[PROBLEMS]:
**A.** Decide whether each statement agrees with the article on the Olympic trials pool: (i) about 1.1 million gallons of water will be drained from the pool after the trials; (ii) the group must raise $30 million for the project; (iii) the pool from the 2016 trials now sits in Minneapolis. Answer yes or no for each, and quote the words from the article that settle it.
**B.** Extend the article on the Olympic trials pool, picking up right after its last sentence.

[SOURCE PASSAGE]:
++++++
U.S. Olympic trials' pool headed for north Minneapolis aquatic center
OMAHA - As swimmers from across the country raced Monday for spots on this summer's U.S. Olympic team in Tokyo, a Minneapolis contingent scoped out a prize of their own to bring back home: the 50-meter competition pool where it was all happening.
Once the Olympic trials wrap up this weekend in Omaha, some 1.1 million gallons of chlorinated water will be drained from the pool, the walls disassembled and the pool prepped for its second act as the star attraction in the renovation of an old north Minneapolis book bindery into an aquatic center.
Erika Binger, founder and president of V3 Sports, the group driving the project, traveled to Omaha this week with a formidable contingent that included north Minneapolis business and political leaders and the project architect. Also with her were former youth triathletes she once coached who have become cohorts in her quest to transform the Muscle Bound Bindery into a swimming school, community hub and development catalyst.
"There's nothing of this quality" on the North Side, said Analyah Schlaeger dos Santos, a 26-year-old former triathlete who is working with Binger on the project. "There's nothing that offers all of the richness of what we're trying to do. ... Kids in marginalized communities need to feel welcome in a space that they can excel in."
The V3 group watched swimming records fall during this week's competition, snapped photos of former Olympic star Michael Phelps and took a post-competition plunge in the pool. But it's going to be a while before they get a chance to swim in the pool again in Minneapolis.
The pool will go into storage while the group works to raise the $30 million needed for the multiyear project. Most indoor pools are about half the length of the 50-meter Olympic pool, and they're fine for most purposes save training and competing in the sport's highest levels.
And that is Binger's stated goal. The back of her T-shirt on Monday afternoon read: "Inspiring Olympic-sized dreams in Minneapolis."
Binger estimated it will be another five years before splashdown in the pool, and V3's newly-named partnerships director Malik Rucker is aiming for four. In the meantime, the group will be trying to raise $4 million for installation of a smaller practice pool.
Eyes on the street
In the swim world, buying the trials pool — manufactured by Italy-based Myrtha Pools — has become something of a quest for communities. The pool from the 2016 trials in Omaha now resides at the Hulbert Aquatic Center in West Fargo, N.D.
"That's a story that is really compelling to donors," Binger said. "They want to do something tangible, and this is it."
It's also about the intangibles. The history of swimming and swimming pools in the United States is replete with racism. Segregationists would pour acid into integrated pools and build country clubs for whites only.
++++++
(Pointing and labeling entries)
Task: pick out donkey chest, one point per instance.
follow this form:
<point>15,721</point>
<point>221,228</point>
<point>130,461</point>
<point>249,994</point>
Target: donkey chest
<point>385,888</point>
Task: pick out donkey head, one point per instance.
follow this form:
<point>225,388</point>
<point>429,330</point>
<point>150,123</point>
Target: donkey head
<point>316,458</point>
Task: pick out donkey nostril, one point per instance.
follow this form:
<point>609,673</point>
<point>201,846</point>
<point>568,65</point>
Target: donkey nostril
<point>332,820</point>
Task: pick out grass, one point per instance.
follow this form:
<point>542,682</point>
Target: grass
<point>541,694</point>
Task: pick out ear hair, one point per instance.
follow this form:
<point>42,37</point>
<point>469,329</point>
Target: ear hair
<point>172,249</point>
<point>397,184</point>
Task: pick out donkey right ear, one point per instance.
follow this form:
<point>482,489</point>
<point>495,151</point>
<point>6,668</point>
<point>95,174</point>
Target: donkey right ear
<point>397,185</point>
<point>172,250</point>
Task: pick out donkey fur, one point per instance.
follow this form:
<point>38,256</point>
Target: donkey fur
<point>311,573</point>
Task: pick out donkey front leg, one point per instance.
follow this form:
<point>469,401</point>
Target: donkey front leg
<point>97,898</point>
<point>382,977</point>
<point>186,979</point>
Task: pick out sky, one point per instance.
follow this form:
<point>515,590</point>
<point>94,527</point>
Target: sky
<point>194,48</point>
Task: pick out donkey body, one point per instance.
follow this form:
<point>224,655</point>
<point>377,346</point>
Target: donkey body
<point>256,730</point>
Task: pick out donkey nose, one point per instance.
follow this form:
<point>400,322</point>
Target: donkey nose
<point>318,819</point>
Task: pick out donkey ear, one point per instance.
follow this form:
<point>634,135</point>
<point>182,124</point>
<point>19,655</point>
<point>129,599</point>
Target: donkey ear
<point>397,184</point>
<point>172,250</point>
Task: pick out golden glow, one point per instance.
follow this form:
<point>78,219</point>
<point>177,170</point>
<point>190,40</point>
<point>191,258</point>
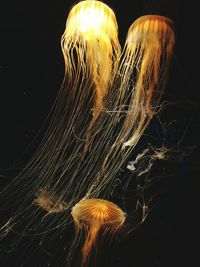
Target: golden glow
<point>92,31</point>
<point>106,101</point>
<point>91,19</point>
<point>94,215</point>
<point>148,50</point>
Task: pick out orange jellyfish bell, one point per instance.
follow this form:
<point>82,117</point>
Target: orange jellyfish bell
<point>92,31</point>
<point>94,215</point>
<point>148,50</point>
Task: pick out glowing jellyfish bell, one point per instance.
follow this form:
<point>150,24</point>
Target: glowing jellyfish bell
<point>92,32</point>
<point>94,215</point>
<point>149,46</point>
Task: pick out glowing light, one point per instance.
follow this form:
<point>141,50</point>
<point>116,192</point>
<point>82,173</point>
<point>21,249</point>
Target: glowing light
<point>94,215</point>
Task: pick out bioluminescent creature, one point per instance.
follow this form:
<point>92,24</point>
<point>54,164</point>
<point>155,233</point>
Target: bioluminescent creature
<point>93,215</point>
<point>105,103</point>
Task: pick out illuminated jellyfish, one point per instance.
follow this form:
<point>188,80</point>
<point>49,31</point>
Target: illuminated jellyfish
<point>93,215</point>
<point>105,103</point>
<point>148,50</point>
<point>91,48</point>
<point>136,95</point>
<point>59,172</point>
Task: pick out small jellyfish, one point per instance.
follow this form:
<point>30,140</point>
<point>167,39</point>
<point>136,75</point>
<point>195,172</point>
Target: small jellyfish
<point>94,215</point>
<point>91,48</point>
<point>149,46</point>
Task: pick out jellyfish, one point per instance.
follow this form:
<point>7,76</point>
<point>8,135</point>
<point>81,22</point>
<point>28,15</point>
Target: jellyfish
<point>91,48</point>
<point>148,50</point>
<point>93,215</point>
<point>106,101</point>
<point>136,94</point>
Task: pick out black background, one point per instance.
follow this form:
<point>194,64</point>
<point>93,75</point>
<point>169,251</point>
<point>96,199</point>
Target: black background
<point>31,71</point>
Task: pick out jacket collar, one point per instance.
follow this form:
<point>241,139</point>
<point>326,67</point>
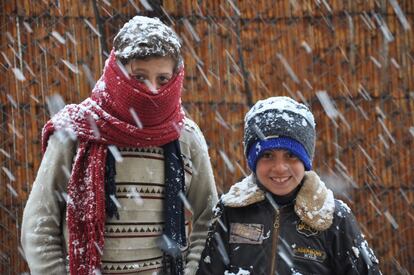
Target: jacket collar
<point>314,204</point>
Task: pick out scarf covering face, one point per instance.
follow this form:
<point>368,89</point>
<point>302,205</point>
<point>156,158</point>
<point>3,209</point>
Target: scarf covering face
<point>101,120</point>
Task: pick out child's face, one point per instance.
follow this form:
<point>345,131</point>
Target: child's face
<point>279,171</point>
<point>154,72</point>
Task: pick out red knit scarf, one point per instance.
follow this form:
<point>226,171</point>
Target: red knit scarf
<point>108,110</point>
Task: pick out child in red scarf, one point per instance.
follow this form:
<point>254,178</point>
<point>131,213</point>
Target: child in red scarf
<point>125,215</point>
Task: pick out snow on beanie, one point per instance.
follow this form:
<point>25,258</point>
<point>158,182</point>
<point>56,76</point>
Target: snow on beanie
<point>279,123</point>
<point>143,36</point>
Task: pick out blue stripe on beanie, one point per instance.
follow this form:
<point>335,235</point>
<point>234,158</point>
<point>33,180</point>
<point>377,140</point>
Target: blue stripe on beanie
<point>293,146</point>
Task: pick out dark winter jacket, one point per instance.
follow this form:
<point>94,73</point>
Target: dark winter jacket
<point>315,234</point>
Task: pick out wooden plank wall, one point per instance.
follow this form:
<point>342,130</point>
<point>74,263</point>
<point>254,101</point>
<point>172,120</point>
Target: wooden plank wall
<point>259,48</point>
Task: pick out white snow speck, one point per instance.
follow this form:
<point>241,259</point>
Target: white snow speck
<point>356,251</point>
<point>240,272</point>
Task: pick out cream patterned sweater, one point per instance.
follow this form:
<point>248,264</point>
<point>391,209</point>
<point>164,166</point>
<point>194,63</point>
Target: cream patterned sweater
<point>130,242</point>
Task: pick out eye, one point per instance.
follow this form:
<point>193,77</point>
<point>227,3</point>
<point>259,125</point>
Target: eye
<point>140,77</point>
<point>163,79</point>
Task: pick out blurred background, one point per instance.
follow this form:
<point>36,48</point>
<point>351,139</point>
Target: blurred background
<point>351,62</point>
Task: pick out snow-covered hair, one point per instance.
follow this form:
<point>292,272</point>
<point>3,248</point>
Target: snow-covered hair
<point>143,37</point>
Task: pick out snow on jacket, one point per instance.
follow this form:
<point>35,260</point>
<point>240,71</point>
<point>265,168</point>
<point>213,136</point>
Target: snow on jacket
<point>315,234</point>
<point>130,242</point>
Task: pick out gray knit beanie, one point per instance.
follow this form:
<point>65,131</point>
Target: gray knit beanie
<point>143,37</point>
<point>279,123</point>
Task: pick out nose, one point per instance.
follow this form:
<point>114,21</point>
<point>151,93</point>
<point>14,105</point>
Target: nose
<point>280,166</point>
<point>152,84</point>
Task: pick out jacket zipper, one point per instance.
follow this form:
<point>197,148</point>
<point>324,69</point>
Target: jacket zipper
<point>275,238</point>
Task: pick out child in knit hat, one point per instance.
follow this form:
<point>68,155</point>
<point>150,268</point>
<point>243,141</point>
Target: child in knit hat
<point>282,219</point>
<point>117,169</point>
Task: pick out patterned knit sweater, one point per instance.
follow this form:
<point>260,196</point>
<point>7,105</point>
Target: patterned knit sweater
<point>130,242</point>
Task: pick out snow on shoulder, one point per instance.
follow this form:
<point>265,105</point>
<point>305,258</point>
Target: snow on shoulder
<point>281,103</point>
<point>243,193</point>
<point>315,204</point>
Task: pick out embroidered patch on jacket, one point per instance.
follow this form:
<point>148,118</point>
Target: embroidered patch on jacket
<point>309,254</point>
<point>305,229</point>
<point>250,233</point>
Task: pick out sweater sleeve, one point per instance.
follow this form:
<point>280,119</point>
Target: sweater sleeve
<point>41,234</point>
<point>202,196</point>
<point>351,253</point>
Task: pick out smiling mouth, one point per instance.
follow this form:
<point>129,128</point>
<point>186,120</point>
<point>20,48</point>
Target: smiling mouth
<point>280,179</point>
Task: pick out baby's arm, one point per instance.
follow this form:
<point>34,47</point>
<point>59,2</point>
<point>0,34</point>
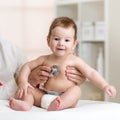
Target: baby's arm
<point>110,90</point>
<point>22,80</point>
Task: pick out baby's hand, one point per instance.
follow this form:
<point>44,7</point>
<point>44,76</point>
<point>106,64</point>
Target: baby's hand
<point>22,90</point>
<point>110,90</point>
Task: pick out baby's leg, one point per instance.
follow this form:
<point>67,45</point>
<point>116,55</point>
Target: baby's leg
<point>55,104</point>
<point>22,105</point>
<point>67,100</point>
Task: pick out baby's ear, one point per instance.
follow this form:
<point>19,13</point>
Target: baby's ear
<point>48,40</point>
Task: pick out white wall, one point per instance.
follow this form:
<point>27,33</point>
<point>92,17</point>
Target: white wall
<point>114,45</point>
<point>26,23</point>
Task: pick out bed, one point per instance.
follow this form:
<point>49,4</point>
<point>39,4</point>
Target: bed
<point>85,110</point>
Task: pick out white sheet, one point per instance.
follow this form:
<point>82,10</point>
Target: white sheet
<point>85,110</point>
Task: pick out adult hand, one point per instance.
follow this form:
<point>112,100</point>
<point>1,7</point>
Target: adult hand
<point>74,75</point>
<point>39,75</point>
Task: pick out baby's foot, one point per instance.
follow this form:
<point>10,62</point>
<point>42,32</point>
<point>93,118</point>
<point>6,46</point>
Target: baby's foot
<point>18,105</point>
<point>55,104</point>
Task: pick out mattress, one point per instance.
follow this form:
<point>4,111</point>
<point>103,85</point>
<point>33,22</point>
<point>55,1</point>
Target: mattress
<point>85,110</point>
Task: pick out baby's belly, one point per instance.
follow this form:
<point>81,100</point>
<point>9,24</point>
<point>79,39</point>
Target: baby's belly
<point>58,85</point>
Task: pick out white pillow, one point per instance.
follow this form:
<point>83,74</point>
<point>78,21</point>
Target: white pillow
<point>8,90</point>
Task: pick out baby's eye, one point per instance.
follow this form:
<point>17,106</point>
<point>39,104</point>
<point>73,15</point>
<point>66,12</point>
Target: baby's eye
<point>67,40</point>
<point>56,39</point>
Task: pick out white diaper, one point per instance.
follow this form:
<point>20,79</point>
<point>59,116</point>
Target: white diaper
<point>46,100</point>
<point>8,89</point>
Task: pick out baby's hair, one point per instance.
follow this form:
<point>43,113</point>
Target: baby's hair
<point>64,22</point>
++++++
[RESPONSES]:
**A.**
(i) Yes: "some 1.1 million gallons of chlorinated water will be drained from the pool"
(ii) Yes: "raise the $30 million needed for the multiyear project"
(iii) No: "now resides at the Hulbert Aquatic Center in West Fargo, N.D."

**B.**
Dos Santos, a mixed-race woman, and Isaac DeSouza, a 24-year-old Black man, are both Minneapolis natives who met Binger when she coached them as young triathletes. Now dos Santos is using her environmental justice skills for Binger's project, and DeSouza is working on social media.
"Not knowing how to swim in a state surrounded by water is an environmental injustice," dos Santos said.
Dos Santos and DeSouza both credit their mothers with teaching them how to swim when they were young. Both say the sport can be tough for minority kids, but they think the V3 facility can change that by giving them their own home base.
Rucker noted that the proposed facility, located on multiple bus lines near residential neighborhoods, will be within easy reach of North Side kids.
"There's a lack of access to year-round competitive pools, and we'll have two," he said.
Access and transformation are touchstones for project architect Keon Blasingame, of LSE Architects. The Minneapolis native was one of the group still wide-eyed at the private after-hours swim the group got to take in the pool Sunday night.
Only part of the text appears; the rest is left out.